## Work task
Leaving out the images, transcribe every record below exactly.

□ □ □ □

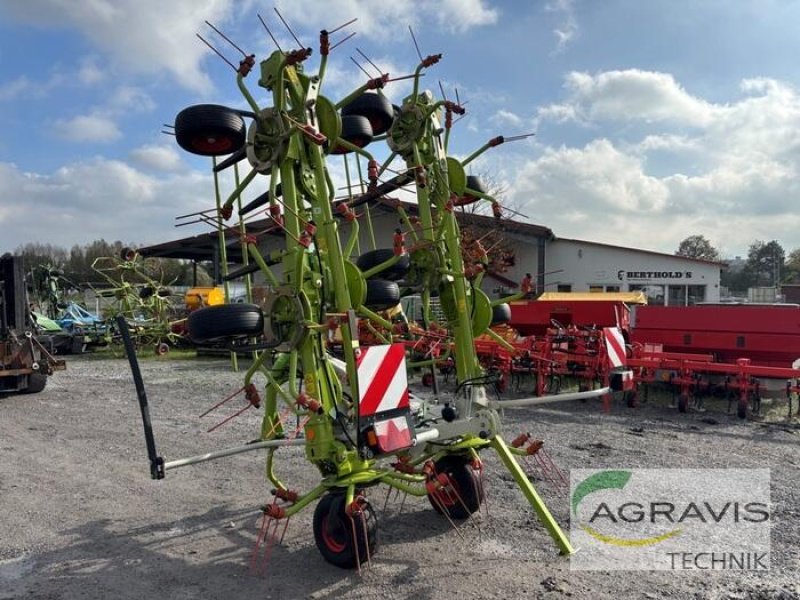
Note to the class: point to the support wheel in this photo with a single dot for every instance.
(225, 321)
(345, 541)
(210, 130)
(741, 408)
(464, 494)
(36, 383)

□ □ □ □

## Output below
Note to the class: point to the support wheel in this photo with a single dot for every instance.
(225, 321)
(345, 541)
(210, 130)
(741, 408)
(464, 494)
(36, 383)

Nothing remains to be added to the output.